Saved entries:
· · ·

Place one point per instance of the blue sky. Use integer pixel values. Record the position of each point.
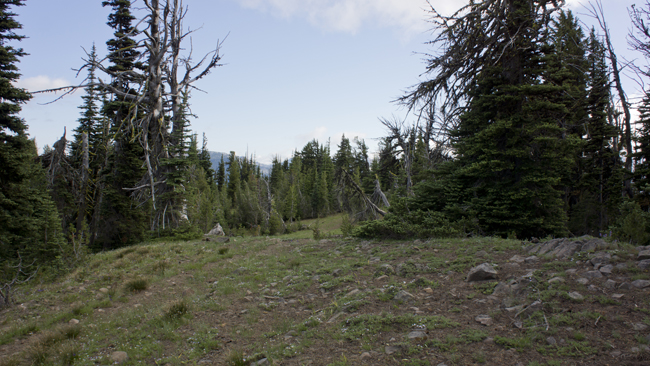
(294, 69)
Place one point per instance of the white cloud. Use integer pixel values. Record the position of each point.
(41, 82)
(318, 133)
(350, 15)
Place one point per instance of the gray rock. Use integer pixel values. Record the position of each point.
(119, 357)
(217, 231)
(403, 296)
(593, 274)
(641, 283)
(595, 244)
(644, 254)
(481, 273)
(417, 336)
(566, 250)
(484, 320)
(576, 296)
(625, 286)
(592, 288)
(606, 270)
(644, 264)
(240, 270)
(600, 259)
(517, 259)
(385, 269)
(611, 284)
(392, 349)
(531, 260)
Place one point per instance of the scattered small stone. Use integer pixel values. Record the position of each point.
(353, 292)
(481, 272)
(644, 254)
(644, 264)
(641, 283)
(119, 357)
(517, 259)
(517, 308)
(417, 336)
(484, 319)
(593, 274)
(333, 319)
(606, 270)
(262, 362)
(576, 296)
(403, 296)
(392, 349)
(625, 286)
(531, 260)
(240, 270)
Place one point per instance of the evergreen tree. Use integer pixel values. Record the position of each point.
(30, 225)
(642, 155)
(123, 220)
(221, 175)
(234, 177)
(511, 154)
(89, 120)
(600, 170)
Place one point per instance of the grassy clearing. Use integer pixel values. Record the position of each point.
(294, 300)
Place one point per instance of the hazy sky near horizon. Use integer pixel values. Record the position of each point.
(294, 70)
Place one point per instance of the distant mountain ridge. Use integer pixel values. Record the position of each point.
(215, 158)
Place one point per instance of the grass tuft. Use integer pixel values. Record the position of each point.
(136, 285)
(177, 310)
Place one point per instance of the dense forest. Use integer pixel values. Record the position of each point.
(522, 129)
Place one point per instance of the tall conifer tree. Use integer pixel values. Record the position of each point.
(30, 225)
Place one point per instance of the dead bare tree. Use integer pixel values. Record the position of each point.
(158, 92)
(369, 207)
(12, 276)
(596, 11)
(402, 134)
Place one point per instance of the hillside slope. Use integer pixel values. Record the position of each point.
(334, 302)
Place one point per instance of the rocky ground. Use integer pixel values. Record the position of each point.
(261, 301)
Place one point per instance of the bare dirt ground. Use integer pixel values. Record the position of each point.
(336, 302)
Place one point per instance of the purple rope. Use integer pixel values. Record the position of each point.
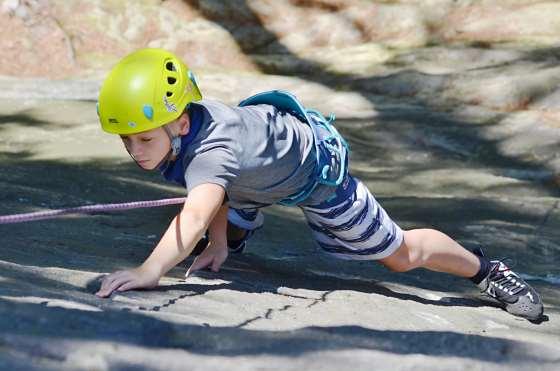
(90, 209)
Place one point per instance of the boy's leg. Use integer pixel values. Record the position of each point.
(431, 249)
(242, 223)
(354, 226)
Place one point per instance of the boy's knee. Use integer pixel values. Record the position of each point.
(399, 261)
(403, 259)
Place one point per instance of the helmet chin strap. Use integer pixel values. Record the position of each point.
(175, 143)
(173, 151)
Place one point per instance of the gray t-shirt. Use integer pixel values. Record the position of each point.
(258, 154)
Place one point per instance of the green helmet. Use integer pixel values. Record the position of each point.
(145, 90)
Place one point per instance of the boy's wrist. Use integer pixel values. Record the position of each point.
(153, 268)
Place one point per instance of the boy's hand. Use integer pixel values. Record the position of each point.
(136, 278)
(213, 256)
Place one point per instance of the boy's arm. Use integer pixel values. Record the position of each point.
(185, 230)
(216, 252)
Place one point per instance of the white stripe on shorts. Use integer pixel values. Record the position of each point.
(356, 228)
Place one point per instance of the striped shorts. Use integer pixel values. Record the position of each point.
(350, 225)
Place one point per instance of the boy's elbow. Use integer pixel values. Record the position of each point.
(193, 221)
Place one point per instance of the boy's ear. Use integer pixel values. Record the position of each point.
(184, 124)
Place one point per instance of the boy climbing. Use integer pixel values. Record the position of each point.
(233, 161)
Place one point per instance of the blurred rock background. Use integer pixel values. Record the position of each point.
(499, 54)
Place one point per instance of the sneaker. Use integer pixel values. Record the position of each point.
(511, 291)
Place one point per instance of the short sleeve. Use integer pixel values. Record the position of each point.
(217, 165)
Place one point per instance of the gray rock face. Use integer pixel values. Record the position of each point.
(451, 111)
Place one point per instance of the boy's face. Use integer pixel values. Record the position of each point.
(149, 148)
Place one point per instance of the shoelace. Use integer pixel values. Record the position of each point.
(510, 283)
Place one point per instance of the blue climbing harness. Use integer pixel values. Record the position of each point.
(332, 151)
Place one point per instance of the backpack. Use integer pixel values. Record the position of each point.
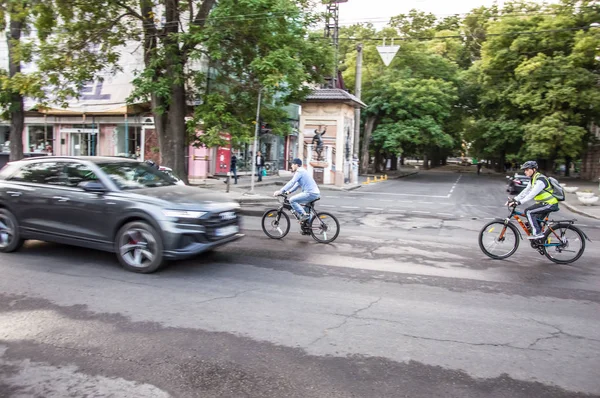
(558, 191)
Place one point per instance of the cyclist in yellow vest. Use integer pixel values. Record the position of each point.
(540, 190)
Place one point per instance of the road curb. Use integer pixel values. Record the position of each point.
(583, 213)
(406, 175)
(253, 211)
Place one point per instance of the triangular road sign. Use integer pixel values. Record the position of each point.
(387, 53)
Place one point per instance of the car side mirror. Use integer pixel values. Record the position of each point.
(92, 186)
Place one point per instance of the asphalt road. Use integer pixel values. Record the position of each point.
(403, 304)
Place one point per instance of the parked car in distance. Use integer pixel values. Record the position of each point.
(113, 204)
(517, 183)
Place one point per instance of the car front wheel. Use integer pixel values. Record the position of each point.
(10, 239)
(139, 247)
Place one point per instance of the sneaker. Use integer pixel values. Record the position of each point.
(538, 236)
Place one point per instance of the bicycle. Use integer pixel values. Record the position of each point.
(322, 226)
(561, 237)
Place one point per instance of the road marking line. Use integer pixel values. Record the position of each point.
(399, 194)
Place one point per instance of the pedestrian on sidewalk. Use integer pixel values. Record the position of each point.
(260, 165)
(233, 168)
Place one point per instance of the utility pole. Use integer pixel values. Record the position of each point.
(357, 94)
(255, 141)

· · ·

Work instruction> Starting from the line that contains "Place one point per instance of the road marking", give again every line to the last line of the data, exactly. Include nothing else.

Solution to this exercise>
Place one point per instance of the road marking line. Use integer pixel values. Record the position of each point.
(399, 194)
Place one point per instance of the pedestrian on sidewalk. Use integer pixel values. Record the position of each point.
(260, 165)
(233, 168)
Place one point per instance of the utility pole. Use integer pixel values. Record the position of each point.
(357, 94)
(255, 141)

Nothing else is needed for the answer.